_Exercise aim_: Give every entry again, word for word and in full.

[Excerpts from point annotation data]
════════
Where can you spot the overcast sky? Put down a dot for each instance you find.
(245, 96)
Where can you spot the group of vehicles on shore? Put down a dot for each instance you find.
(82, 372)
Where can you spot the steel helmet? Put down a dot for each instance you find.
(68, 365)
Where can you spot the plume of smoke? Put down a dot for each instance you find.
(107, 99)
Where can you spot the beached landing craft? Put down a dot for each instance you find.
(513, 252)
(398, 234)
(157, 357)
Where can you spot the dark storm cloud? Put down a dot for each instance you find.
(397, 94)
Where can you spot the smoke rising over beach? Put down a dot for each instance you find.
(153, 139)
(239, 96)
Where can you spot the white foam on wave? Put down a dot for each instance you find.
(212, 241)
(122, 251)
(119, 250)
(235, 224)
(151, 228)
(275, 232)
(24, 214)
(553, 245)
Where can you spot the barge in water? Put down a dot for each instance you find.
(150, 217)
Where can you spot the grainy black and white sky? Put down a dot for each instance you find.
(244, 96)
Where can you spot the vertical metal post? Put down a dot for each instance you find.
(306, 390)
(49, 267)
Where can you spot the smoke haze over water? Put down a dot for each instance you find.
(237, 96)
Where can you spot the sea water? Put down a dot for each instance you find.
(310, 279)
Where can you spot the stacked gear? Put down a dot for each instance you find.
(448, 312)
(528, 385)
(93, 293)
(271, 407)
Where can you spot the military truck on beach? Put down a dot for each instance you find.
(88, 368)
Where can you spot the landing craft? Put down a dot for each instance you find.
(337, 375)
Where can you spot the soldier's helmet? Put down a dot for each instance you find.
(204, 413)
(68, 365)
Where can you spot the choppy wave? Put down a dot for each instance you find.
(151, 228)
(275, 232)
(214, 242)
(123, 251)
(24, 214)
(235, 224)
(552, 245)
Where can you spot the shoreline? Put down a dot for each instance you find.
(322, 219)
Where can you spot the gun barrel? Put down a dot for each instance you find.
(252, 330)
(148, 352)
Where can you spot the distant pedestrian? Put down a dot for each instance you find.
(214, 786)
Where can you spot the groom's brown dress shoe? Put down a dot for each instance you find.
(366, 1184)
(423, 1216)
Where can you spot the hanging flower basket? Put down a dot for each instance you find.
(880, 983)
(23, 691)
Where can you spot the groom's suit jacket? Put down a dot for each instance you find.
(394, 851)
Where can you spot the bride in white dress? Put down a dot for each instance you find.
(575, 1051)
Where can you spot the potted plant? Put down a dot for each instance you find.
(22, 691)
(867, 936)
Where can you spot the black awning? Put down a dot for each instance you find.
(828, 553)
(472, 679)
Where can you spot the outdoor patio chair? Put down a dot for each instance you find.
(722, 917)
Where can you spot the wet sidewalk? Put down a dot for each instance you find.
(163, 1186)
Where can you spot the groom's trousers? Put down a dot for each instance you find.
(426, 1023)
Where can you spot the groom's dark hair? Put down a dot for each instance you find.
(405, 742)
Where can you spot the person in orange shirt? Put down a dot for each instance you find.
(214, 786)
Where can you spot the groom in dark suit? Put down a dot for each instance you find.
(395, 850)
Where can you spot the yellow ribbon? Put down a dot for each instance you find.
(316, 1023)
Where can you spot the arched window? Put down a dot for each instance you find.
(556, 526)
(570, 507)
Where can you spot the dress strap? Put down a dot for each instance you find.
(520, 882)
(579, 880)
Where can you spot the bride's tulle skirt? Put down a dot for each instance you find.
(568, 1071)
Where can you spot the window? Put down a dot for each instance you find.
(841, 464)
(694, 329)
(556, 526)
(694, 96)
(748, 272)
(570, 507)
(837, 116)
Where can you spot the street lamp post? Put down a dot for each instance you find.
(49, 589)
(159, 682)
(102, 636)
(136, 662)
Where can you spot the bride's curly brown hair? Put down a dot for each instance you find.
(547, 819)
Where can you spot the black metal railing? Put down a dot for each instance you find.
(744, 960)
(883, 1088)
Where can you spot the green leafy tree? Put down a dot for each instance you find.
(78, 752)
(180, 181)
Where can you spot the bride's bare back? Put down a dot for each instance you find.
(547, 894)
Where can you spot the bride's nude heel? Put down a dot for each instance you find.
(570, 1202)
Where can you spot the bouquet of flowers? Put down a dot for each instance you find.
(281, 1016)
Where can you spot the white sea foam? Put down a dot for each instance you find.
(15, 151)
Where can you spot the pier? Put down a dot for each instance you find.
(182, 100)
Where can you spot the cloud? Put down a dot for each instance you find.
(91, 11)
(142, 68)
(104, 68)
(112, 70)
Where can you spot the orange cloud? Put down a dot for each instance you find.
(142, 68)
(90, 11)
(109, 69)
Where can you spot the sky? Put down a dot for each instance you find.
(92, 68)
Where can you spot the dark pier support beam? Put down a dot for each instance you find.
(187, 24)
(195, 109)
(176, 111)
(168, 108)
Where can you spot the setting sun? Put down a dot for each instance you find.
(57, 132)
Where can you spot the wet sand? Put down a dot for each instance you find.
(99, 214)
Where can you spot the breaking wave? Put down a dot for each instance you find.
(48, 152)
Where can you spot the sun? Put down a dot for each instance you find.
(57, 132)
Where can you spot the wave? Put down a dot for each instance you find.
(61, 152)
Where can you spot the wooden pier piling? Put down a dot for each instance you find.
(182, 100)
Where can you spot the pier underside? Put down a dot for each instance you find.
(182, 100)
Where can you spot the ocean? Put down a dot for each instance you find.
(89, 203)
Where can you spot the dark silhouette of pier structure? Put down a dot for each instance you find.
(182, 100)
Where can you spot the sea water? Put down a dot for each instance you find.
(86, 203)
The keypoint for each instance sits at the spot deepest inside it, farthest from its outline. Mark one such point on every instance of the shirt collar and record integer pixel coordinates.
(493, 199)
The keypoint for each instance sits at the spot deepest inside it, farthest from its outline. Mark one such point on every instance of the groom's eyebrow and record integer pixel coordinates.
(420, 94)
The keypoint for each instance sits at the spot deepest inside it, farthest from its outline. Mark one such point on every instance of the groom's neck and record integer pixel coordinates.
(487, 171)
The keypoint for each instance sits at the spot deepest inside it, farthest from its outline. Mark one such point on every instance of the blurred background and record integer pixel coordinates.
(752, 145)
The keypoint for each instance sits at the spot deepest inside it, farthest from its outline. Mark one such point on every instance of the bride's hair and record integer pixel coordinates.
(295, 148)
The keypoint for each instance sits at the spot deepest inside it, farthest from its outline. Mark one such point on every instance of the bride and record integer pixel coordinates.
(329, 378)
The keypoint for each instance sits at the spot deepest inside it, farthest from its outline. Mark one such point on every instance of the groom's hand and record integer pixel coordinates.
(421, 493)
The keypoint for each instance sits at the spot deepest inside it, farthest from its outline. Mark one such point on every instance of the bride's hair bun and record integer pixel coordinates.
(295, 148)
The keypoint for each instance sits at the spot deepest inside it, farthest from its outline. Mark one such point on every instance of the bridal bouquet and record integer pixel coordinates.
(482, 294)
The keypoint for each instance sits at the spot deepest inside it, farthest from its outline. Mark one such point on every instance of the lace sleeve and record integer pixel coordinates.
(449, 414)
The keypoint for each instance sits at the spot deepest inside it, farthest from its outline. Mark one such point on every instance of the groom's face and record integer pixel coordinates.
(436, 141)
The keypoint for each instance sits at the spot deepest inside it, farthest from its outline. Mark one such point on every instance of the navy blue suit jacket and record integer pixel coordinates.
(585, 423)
════════
_Solution for this task_:
Where can you spot the overcast sky? Put down a dot for each instance you find.
(245, 96)
Where can you spot the group of vehicles on shore? Put down a dot for each instance you find.
(82, 372)
Where can you spot the steel helmet? Put down a dot for each instance you find.
(68, 365)
Where can you spot the plume of smoke? Put down a dot for each instance you find.
(107, 99)
Where can you spot the beached landing craft? Put down a dot for each instance you find.
(513, 252)
(398, 234)
(157, 357)
Where can you spot the dark storm cloud? Put down a dot for each instance you find.
(397, 94)
Where can you spot the smoke rising over beach? Put down a dot for each instance you find.
(153, 139)
(239, 96)
Where can you spot the white foam on wave? Put down a dot for each instance you find.
(212, 241)
(122, 251)
(119, 250)
(235, 224)
(151, 228)
(275, 232)
(24, 214)
(553, 245)
Where can you spot the barge in water? Put down a dot for each instance you find.
(150, 217)
Where can you spot the grainy black and white sky? Put down a dot for each instance you find.
(244, 96)
Where can you spot the vertical metal post? Put down a dot for each instance you find.
(306, 390)
(49, 267)
Where can you spot the smoke haze over water? Put down a dot for each instance you find.
(237, 96)
Where can you spot the sea water? Put down a dot for each instance you find.
(310, 279)
Where can you spot the stacked gear? Put down a dot for each instance you find.
(448, 312)
(528, 385)
(93, 293)
(271, 407)
Where can you spot the military truck on beach? Put down a dot for each instance you find.
(88, 368)
Where can you spot the landing craft? Put down a dot for each instance you find.
(337, 375)
Where can you spot the soldier's helmet? Put down a dot for each instance you find.
(204, 413)
(68, 365)
Where can you spot the choppy wave? Put down a dot for each instance you find.
(151, 228)
(275, 232)
(214, 242)
(123, 251)
(24, 214)
(235, 224)
(552, 245)
Where can you spot the shoreline? Put down a dot for each instance you find.
(322, 219)
Where can you spot the gun barrel? Put down a dot for each instance you find.
(252, 330)
(148, 352)
Where can you spot the distant pedestrian? Put down a dot for each instance you find.
(214, 786)
Where can you spot the groom's brown dress shoe? Put down a dot for each instance you find.
(366, 1184)
(423, 1216)
Where can you spot the hanging flower basket? Put down a dot for each instance you find.
(880, 983)
(23, 691)
Where can you spot the groom's suit jacket? Put down a dot for each instance you find.
(394, 851)
Where can you spot the bride in white dress? Put down a dot for each instance you find.
(575, 1051)
Where can you spot the potted plant? Put down a dot for each instance you find.
(22, 691)
(867, 936)
Where can you spot the black awning? Put down a dot for each instance you find.
(828, 553)
(472, 679)
Where can you spot the outdoor patio chair? Put down a dot for each instance you find.
(722, 917)
Where can you spot the wet sidewalk? Put down a dot for each instance you find.
(163, 1186)
Where can you spot the groom's trousers? Put down a dot for each instance you find.
(426, 1023)
Where can you spot the groom's dark hair? Put down a dot for each instance you find.
(405, 742)
Where can you spot the person in orange shirt? Put down a dot for each instance you find.
(214, 786)
Where can you spot the groom in dark suit? Put down a dot for each instance you find.
(395, 850)
Where can you spot the yellow ribbon? Put down a dot for each instance you find.
(316, 1023)
Where can you spot the arched window? Put down a dot for each instance you find.
(556, 526)
(570, 507)
Where can you spot the dress strap? Put down a dot for each instance you find.
(520, 882)
(579, 880)
Where can you spot the bride's tulle skirt? Put down a dot for each instance you find.
(568, 1071)
Where can you spot the window? Put down a dot for each instance you find.
(841, 464)
(694, 329)
(556, 526)
(694, 96)
(748, 272)
(570, 507)
(837, 116)
Where can you spot the street lamp post? Put down a dot for each instance you find.
(49, 589)
(159, 682)
(102, 636)
(136, 662)
Where can you spot the bride's curly brown hair? Put down a dot for each instance you find.
(547, 819)
Where can you spot the black metal railing? Put down a dot for each instance you find.
(744, 960)
(883, 1088)
Where can you spot the green leafy tree? Put down a dot for each instance you find.
(78, 752)
(180, 181)
Where can you spot the bride's bare back? Put down a dot for each instance you find.
(547, 894)
Where can you spot the bride's nude heel? Put down a dot for each instance you find.
(570, 1202)
Where can you spot the bouquet of flowers? Put down a dot for each instance you find.
(281, 1016)
Where can you spot the white sea foam? Put down a dot for each instance you find.
(15, 151)
Where can you spot the pier? Put down a dot for each instance you find.
(182, 100)
Where can you spot the cloud? Put down a dot for each instance you find.
(91, 11)
(142, 68)
(104, 68)
(112, 70)
Where can you spot the orange cloud? Put down a dot for each instance you find.
(142, 68)
(90, 11)
(109, 69)
Where can you spot the sky? Put down a dot for each instance you find.
(92, 68)
Where can you spot the dark pier support beam? Put down a dot for each instance you find.
(187, 24)
(195, 109)
(176, 111)
(168, 108)
Where can you spot the setting sun? Put down a dot for each instance you find.
(57, 132)
Where can you spot the wet sand? Put down a dot for each instance you find.
(99, 214)
Where can you spot the breaking wave? Put down a dot for each instance you find.
(48, 152)
Where can you spot the sun? Put down a dot for each instance you find.
(57, 132)
Where can you spot the wave? Put down a dot for each instance you find.
(61, 152)
Where can you spot the wooden pier piling? Put down a dot for each instance you find.
(182, 100)
Where can you spot the pier underside? Put down a dot for each instance you find.
(182, 100)
Where can you spot the ocean? Put down a dot for each instance you find.
(89, 203)
Where can you spot the dark silhouette of pier structure? Put down a dot for each instance you find.
(182, 100)
Where can you spot the sea water? Put down a dot for each instance you find.
(86, 203)
The keypoint for each instance sits at the spot deepest inside it, farthest from its outline. Mark one such point on every instance of the shirt collar and record integer pixel coordinates.
(493, 199)
The keypoint for each instance sits at the spot deepest inside it, farthest from its outline. Mark one such point on every instance of the groom's eyebrow and record integer pixel coordinates.
(420, 94)
The keypoint for each instance sits at the spot deepest inside it, farthest from its outline. Mark one such point on every instance of the groom's neck and record integer pixel coordinates.
(487, 171)
The keypoint for each instance sits at the spot deepest inside it, farthest from its outline. Mark one such point on every instance of the blurred background and record integer pixel coordinates.
(752, 145)
The keypoint for each instance sits at the spot deepest inside it, farthest from its outline. Mark one such point on every instance of the bride's hair and record integer pixel coordinates.
(295, 148)
The keypoint for each instance sits at the spot deepest inside it, farthest from its outline. Mark one such point on every instance of the bride and record integer pixel coordinates.
(329, 378)
The keypoint for each instance sits at the spot deepest inside it, farthest from its outline. Mark one such point on every instance of the groom's hand and record integer pixel coordinates.
(421, 493)
The keypoint for each instance sits at the spot deepest inside it, farthest from its outline. Mark one such point on every instance of the bride's hair bun and record integer pixel coordinates.
(295, 148)
The keypoint for each instance sits at the spot deepest inside it, farthest from its outline. Mark one such point on every instance of the bridal bouquet and record integer pixel coordinates.
(482, 294)
The keypoint for each instance sits at the spot deepest inside it, farthest from its outline. Mark one such point on every instance of the lace sleeve and record integer pixel coordinates.
(449, 414)
The keypoint for each instance sits at the spot deepest inside it, farthest from its outline. Mark one such point on every instance of the groom's face and record integer pixel coordinates.
(436, 141)
The keypoint for each instance sits at the spot deepest inside it, farthest from its outline. Mark one such point on every instance of the navy blue suit jacket and record integer pixel coordinates.
(585, 423)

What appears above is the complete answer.